• Provided entries:
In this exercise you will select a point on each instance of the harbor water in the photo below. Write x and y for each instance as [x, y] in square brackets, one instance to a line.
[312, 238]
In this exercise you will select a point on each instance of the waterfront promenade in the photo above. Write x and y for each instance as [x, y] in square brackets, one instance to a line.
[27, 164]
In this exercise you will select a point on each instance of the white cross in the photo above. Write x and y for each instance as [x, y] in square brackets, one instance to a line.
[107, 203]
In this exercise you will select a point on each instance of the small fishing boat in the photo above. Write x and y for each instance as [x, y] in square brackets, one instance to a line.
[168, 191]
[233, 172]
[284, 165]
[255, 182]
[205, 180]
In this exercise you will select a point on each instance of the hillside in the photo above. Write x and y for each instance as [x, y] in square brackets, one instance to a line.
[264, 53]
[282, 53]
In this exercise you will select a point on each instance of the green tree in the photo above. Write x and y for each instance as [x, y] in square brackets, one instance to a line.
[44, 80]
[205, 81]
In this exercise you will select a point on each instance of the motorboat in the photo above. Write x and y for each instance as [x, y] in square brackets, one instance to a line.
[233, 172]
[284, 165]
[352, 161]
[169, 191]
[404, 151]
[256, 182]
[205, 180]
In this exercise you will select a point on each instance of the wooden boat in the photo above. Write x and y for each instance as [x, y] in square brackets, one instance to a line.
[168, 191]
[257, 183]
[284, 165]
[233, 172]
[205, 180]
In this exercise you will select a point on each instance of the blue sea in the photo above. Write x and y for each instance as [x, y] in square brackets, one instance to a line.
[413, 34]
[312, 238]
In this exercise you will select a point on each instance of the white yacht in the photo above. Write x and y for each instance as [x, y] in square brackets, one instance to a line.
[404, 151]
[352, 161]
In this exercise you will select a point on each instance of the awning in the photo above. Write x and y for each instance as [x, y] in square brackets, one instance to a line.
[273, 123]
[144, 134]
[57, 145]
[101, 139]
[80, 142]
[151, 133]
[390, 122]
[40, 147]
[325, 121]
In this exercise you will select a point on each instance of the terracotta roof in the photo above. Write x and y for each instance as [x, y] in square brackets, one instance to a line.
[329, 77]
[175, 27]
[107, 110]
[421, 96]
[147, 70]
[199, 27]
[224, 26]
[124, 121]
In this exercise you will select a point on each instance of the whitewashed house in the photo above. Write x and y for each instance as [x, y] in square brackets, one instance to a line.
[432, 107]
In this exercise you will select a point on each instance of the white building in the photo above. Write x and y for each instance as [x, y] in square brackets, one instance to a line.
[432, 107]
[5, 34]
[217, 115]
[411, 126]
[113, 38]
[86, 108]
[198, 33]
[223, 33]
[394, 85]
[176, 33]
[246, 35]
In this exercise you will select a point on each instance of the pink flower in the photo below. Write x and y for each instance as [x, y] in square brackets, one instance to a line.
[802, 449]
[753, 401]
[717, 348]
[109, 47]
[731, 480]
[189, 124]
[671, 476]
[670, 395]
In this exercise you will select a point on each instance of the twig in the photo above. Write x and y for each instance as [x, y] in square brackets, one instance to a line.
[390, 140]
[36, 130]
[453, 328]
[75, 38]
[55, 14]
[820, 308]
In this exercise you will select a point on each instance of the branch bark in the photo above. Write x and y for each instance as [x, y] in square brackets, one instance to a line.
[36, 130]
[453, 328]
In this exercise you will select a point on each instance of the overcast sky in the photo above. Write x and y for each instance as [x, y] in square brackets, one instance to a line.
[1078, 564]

• Exercise requirements: Reproduce each entry above character for character.

• Output for this task:
In this exercise you will select a point on each instance of the harbor water in the photo below. Write x and y for each instance as [x, y] in square brackets, one instance to a line.
[312, 238]
In this exercise you will select a point on each instance of the waterfront promenade in the photo above. Write x and y for each instance as [x, y] in square brackets, one instance to a line.
[27, 164]
In this exercise you will select a point on each instance of the white cross in the photo above. Write x and y for each instance as [x, y] in square brackets, one instance to a line.
[107, 203]
In this exercise you will select a point on each instance of the small fishing boat in the photo above. Write x and y for each instance as [x, y] in square brackets, one instance to a line.
[168, 191]
[233, 172]
[284, 165]
[255, 182]
[205, 180]
In this exercise you will select a point on each instance of the hillside in the photo above. Write x and y for each instance as [x, y] in square brackets, one instance to a line.
[264, 53]
[282, 53]
In this exercise you will select a point on each instance of the green tree in the photo above. Write x and y for each instance as [x, y] in square brackets, one instance to a line.
[44, 80]
[205, 81]
In this exercise you will select a point on each instance of the motorboat in the photo above. Write x and y for each instance as [x, y] in square brackets, one instance to a line.
[233, 172]
[284, 165]
[352, 161]
[169, 191]
[404, 151]
[256, 182]
[205, 180]
In this exercise you will select a point on each instance of the wooden boat in the photo above. Write x and y for each instance as [x, y] in square brackets, one instance to a line.
[168, 191]
[257, 183]
[284, 165]
[233, 172]
[205, 180]
In this exercise you will select a point on each instance of the blue sea in the photo above. Write x and y for each instance as [x, y] in square brackets, one instance to a line.
[413, 34]
[312, 238]
In this exercise you will select a point on each instance of the white yacht in the photo above. Write x and y for each instance as [x, y] in square brackets, one instance to a line.
[404, 151]
[352, 161]
In this exercise you will select a point on each instance of the awning in the photo above. Write x and y for each instance as [x, y] in square brackets, one instance to a line.
[273, 123]
[144, 134]
[57, 145]
[101, 139]
[80, 142]
[151, 133]
[390, 122]
[40, 147]
[325, 121]
In this exercise you will select a point on each instance of the terracotta roof in the photo above. Write x and y for each instance as [x, y] in square brackets, one instance to a line.
[329, 77]
[175, 27]
[107, 110]
[421, 96]
[147, 70]
[199, 27]
[224, 26]
[124, 121]
In this exercise you will select a point on each instance of the whitewashed house in the photo above. Write x and y for each instance as [x, y] in square brackets, one instance to a line.
[432, 107]
In this exercise you will select a point on each instance of the white building in the photo above. Write x and y for each instance as [x, y] in square brackets, one instance to a line.
[432, 107]
[5, 34]
[217, 115]
[411, 126]
[113, 38]
[86, 108]
[198, 33]
[223, 33]
[394, 85]
[176, 33]
[246, 35]
In this exercise you will select a point on each instance of the pink flower in the photo below. Write x and y for each instance as [x, y] in square brackets, one instance to a line.
[802, 449]
[753, 401]
[717, 348]
[109, 47]
[731, 480]
[189, 124]
[671, 476]
[670, 395]
In this exercise you will select a point on each instance of the twig in the photo above. Write x and y for each instance as [x, y] in square brackets, one instance to a line.
[390, 140]
[36, 130]
[453, 328]
[75, 38]
[55, 14]
[820, 308]
In this exercise you will select a point on each instance of the branch bark in the photo above. Write x and y for each instance as [x, y] in square brackets, one instance to a line.
[36, 130]
[453, 328]
In this exercise you will select a point on each instance of the overcast sky in the photo above. Write x and y for each instance as [x, y] in square brackets, one instance to a line.
[1078, 564]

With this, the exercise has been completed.